=== Extract ===

With all the fanfare that heralded his election, Adamu has become the latest addition to a long list of northern Muslim men to occupy the nation’s top positions: president, senate president, party chairman, chief justice of the supreme court, in addition to the security chiefs. I do not know if this lopsidedness is a deliberate act of emasculation of the Christian community, but it obviously does not bode well for our diversity, internal harmony and unity as a pluralistic nation. I must thank Nigeria’s large Christian community for their patience, maturity and understanding. The fact that they have not been agitating violently speaks to the inherent forbearance in the teachings of Christ. The nation had been spared further crises with its tolerance and moderation.

With this kind of religious imbalance, it should be obvious to Tinubu and his supporters that APC cannot afford to field a southern Muslim presidential candidate who will most likely pick a northern Muslim running mate. The Christian population in the north is too small, disparate and politically weak to produce a running mate at the top of the ticket. It was for this reason that Chief MKO Abiola was advised to drop his earlier choice of Chief Pascal Bafyau, a Christian from Adamawa State, as a running mate in 1993.

=== Dataset rows ===

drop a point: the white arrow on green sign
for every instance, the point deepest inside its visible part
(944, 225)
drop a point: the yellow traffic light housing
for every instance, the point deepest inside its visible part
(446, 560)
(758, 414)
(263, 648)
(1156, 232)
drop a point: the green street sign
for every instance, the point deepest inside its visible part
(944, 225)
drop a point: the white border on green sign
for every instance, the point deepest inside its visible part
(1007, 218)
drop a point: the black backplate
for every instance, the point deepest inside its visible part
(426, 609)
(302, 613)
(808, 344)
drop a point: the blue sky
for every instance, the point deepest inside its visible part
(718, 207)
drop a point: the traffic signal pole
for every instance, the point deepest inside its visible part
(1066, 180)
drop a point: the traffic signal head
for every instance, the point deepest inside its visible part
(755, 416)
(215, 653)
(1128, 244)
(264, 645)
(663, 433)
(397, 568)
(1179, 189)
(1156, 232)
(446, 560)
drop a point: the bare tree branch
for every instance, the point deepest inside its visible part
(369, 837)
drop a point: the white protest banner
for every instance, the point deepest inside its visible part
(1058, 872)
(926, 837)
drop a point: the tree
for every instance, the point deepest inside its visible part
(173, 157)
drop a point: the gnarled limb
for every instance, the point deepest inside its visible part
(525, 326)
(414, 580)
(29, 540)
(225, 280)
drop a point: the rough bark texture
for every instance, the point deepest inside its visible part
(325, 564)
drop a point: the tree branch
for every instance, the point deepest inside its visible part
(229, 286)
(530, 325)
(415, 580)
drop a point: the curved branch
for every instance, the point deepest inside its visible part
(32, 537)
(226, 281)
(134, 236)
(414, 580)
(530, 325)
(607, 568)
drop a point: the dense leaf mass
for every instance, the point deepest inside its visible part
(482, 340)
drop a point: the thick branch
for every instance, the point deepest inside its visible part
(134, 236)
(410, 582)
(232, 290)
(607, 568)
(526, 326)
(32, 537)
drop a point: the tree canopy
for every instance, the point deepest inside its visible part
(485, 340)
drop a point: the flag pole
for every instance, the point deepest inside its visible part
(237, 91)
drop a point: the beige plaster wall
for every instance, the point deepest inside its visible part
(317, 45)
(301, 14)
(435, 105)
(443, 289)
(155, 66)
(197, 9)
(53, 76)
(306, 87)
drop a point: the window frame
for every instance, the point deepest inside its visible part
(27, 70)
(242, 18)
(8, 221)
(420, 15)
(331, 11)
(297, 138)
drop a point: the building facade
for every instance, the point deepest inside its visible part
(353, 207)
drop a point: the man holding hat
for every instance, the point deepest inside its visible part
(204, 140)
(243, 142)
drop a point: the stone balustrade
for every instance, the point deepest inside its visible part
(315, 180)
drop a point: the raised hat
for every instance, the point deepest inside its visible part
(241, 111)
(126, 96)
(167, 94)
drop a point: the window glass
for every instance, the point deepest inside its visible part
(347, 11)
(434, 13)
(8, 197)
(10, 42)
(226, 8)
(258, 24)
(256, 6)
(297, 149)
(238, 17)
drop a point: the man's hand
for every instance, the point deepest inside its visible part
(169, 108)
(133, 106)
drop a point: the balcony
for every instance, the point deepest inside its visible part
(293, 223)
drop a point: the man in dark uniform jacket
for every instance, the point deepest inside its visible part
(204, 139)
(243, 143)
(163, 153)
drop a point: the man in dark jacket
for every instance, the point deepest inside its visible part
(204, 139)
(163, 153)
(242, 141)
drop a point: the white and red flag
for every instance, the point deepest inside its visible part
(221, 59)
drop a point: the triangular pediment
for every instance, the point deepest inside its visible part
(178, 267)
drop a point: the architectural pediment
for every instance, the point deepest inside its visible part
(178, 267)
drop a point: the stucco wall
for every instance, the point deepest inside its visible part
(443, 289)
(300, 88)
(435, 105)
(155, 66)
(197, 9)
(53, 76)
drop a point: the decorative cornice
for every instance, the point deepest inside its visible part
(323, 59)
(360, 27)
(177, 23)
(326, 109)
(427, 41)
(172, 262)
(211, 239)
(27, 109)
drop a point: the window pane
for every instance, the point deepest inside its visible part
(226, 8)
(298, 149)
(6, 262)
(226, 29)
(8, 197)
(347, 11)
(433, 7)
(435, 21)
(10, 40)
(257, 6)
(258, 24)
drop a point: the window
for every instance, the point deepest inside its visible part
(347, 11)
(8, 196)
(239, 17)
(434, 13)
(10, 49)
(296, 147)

===

The text on religious balance in Nigeria's leadership lists the top national positions held by northern Muslim men. Name each of them.

Solution to this task
- President
- Senate president
- Party chairman
- Chief justice of the supreme court
- Security chiefs